• [Exercise aim] In the material below, switch every "high-rise condominium building" to "apartment tower" and reproduce all the lines otherwise unchanged. Omit the pictures.

-------------------------

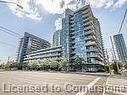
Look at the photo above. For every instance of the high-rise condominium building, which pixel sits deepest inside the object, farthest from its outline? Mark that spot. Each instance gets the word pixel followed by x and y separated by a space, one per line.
pixel 81 37
pixel 57 33
pixel 28 44
pixel 120 47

-------------------------

• [Full answer]
Look at the photo above. For every instance of the apartment tower, which pixel sits deepest inside the object, farthest from its outline? Mark that spot. Each instance gets the word pixel followed by x and y separated by a space, one per line.
pixel 81 37
pixel 57 33
pixel 28 44
pixel 120 47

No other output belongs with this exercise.